▶ _TASK DIRECTIONS_: Reproduce all the lines below exactly and omit the images.

▶ _PROVIDED INFORMATION_:
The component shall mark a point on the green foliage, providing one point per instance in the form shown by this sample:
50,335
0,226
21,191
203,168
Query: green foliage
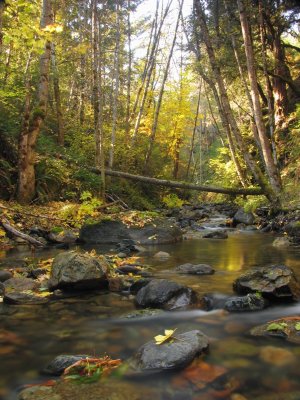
172,201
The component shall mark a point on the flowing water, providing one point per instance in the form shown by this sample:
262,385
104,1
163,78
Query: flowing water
91,324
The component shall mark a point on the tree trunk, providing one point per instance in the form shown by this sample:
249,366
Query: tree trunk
2,5
265,144
57,96
152,60
225,104
194,133
98,117
26,171
161,93
180,185
129,72
116,88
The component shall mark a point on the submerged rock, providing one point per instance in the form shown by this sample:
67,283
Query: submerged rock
277,281
281,242
160,231
20,284
251,302
106,389
286,328
161,293
220,234
195,269
57,366
162,255
5,275
19,298
63,236
72,270
176,353
242,217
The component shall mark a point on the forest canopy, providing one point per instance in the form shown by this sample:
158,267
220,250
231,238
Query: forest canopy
202,92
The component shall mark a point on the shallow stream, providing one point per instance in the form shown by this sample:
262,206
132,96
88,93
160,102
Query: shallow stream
90,324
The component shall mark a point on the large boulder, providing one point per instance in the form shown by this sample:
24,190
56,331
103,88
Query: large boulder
160,231
161,293
219,234
20,284
195,269
72,270
275,281
243,217
173,354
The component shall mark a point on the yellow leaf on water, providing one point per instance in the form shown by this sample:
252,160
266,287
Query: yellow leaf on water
160,339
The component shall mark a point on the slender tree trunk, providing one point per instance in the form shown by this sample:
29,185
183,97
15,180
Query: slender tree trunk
26,172
194,133
265,144
270,97
225,104
98,126
161,93
7,63
152,60
128,95
2,5
57,96
116,89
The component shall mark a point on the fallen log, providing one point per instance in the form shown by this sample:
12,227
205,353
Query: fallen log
8,228
180,185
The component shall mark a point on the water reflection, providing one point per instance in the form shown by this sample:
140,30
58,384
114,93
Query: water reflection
33,335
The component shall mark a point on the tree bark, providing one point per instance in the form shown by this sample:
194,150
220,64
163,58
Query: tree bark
152,60
26,171
181,185
57,96
115,88
265,144
161,93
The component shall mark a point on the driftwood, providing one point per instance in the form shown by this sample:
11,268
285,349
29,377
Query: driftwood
8,228
181,185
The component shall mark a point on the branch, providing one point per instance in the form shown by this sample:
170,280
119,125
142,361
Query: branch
180,185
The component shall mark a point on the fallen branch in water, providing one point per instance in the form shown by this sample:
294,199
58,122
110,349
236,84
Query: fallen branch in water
10,229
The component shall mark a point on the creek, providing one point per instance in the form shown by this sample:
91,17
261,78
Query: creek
93,324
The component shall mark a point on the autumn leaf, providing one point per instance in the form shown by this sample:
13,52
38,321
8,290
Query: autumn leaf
160,339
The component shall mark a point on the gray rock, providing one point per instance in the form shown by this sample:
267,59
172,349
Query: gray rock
161,293
60,363
162,255
277,281
220,234
293,229
160,231
242,217
284,328
5,275
195,269
72,270
20,284
281,242
64,236
173,354
251,302
20,298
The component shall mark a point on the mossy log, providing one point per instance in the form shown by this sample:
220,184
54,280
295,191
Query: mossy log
181,185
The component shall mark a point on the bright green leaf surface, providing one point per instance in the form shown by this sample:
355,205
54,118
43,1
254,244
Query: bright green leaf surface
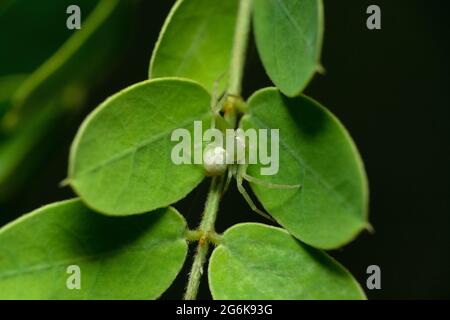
121,162
196,41
256,261
119,258
31,31
82,60
289,39
316,151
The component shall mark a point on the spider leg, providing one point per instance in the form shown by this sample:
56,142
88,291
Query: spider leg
247,197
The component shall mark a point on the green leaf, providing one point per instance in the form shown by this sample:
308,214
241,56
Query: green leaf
259,262
27,45
289,39
196,41
120,161
315,150
47,98
8,85
119,258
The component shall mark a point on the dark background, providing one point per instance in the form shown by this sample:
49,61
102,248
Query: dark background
390,88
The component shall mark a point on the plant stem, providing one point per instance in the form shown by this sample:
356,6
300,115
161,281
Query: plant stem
240,47
206,227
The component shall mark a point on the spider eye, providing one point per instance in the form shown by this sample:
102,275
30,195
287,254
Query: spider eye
215,160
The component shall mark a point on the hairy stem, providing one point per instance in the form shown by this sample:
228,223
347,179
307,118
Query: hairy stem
206,228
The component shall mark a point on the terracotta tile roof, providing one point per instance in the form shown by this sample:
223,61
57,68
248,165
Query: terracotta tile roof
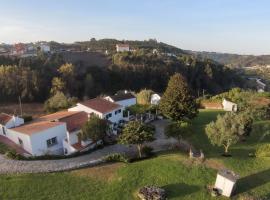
78,146
36,127
122,96
4,118
75,121
57,116
101,105
122,45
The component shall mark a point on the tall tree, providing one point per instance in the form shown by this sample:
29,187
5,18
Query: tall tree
178,103
178,130
225,131
58,85
136,133
144,97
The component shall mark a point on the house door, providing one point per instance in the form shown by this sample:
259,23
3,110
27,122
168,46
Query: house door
20,142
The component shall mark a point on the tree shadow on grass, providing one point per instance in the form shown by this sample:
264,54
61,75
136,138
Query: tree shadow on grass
252,181
179,189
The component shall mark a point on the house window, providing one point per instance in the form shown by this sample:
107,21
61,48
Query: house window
20,141
4,130
108,115
117,111
51,142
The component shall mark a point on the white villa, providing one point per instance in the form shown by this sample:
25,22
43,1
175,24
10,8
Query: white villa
124,99
229,106
122,47
101,107
155,98
58,133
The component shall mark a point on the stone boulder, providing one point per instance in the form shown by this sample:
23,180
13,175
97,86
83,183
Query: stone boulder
152,193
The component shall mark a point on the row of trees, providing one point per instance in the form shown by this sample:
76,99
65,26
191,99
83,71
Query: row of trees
36,79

▶ _ANSWER FOR THE TASK_:
The component shall mark a point on the green foliage, providing one point per instance in the form shown by this sample:
50,335
0,226
21,191
203,168
Query: green foliage
172,201
The component shall mark a point on the flowing water, providing one point per instance in the form shown by this sample:
262,385
104,1
163,78
Query: flowing water
91,324
The component shall mark a point on the tree trunk, providing one point per instance in the form shown by this sample:
249,366
Query: tree trunk
2,5
265,144
57,96
152,60
225,104
194,133
98,117
26,171
161,93
180,185
129,72
116,88
The component shall mark a point on the submerged rock, providing one point per instance in the form shown by this sample:
67,283
Query: submerged rock
277,281
281,242
160,231
20,284
251,302
106,389
286,328
161,293
220,234
195,269
57,366
162,255
5,275
19,298
63,236
72,270
176,353
242,217
The component shall mark a point on the forest canopy, providing one point per instance in the form shown by this sample:
158,267
220,250
231,238
Query: forest canopy
202,92
The component shall mark a point on the shallow stream, providing one point per instance in the form shown by this sample:
262,206
132,96
88,93
160,102
Query: shallow stream
90,324
The component shall mark a point on the large boulder, providing one point per instance in the form shown by this sample:
24,190
56,331
103,88
Query: large boulder
160,231
161,293
219,234
20,284
195,269
72,270
275,281
243,217
173,354
The component shall mark a point on the yellow leaf on water, providing one point per instance in the form shown by this sample:
252,160
266,287
Query: yellow leaf on water
160,339
The component shall mark a point on the slender tree trunk, providing one point per instance in the form shown by this sample:
29,185
183,97
15,180
Query: slender tree trunk
26,172
194,133
265,144
270,97
225,104
98,126
161,93
7,63
152,60
128,95
2,5
57,96
116,89
The component shall mark a point on the fallen log, providing one point per instance in the form shown by this sample:
12,227
205,353
Query: fallen log
8,228
180,185
The component shall mark a point on the water reflection, providing one point per instance in the form shown by this sample:
140,30
58,384
114,93
Query: water reflection
33,335
The component shall mark a point on the tree bark, providing one point per instance in the form shown by this sample:
194,150
220,64
163,58
Query: tree bark
152,60
26,171
181,185
57,96
115,88
265,144
161,93
The component shall mark a point on the driftwood, providing one point per instance in the form shown by this sample:
11,268
285,349
29,377
Query: driftwood
8,228
181,185
The component shall mark a point on the branch, providing one point per instance in the form shown by this sample:
170,280
119,125
142,361
Query: branch
180,185
The component shall mark a point on the fallen branch in water, providing one point per instance in the form shown by this sample:
294,199
58,122
110,349
236,84
Query: fallen branch in water
10,229
The component shall mark a point on the creek, providing one point per instance in the form shown by this sample:
91,17
261,78
Query: creek
93,324
The component shall mark a point on the autumn leaf, providing one point per instance in the form shown by this sample:
13,52
38,321
8,290
Query: autumn leaf
160,339
The component shall mark a point on the gray rock, providing one point per instance in the form shown by this sample:
267,59
172,349
Query: gray rock
161,293
60,363
162,255
277,281
220,234
293,229
160,231
242,217
284,328
5,275
195,269
72,270
20,284
281,242
64,236
173,354
251,302
20,298
The component shall mark a point on the mossy log, providing one point per instance in the form shown by this sample:
220,184
54,280
295,191
Query: mossy log
181,185
The component shall mark a point on the bright green leaf surface, providing one point per instance in the form shown by this sample:
355,205
54,118
43,1
254,244
Query: bright green leaf surface
121,162
196,41
256,261
119,258
31,31
82,60
289,39
316,151
The component shall mark a point on the spider leg, providing one point per instance in the form shown by this sample:
56,142
88,291
Query: spider leg
247,197
The component shall mark a point on the green leaf, providing one point per instance in the form shown by this sample:
308,214
241,56
Query: green leaf
259,262
27,45
289,39
196,41
120,161
315,150
47,98
8,85
119,258
The component shall mark a point on the dark background, providing one point per instance in the form shown by this sample:
49,61
102,248
Query: dark background
390,88
The component shall mark a point on the plant stem, providing one point per instance in the form shown by this sample:
356,6
300,115
161,281
Query: plant stem
240,47
206,227
The component shall mark a point on the spider eye, providing one point per instance in the form shown by this sample:
102,275
30,195
287,254
Query: spider eye
215,160
The component shall mark a point on the hairy stem, providing one point per instance in the form shown by this sample:
228,223
347,179
307,118
Query: hairy stem
206,228
The component shall mark a point on the terracotta tile roof, providing one point per instance in the form shown by this sample:
223,61
57,68
248,165
Query: terracotta tile roof
78,146
36,127
122,96
4,118
75,121
57,116
101,105
122,45
The component shall mark a point on the tall tree, providing one point per instance in the form shown by this sample:
29,187
5,18
Query: tall tree
178,103
178,130
225,131
58,85
136,133
144,97
The component shall mark a point on the house door, providing one point per instance in the form shown by this sample:
259,23
3,110
27,122
168,46
Query: house door
20,142
The component shall mark a point on the tree shadow on grass, providing one point per instance in the form shown by this sample:
264,54
61,75
136,138
Query: tree shadow on grass
252,181
179,189
The component shall mark a point on the house window, providing one point per instance in the form shown by this sample:
107,21
61,48
Query: house window
20,141
4,130
108,115
117,111
51,142
The component shall mark a point on the white villa, providing one point per instance in the form shown by this sample:
25,22
43,1
175,24
10,8
Query: white villa
124,99
229,106
122,47
101,107
155,98
58,133
The component shall mark a point on the stone boulder, providing one point per instance in the form shown by this sample:
23,180
13,175
97,86
83,183
Query: stone boulder
152,193
The component shall mark a point on the row of trees, providing one point per instance in the form shown by this sample:
76,99
65,26
191,99
83,71
Query: row of trees
36,79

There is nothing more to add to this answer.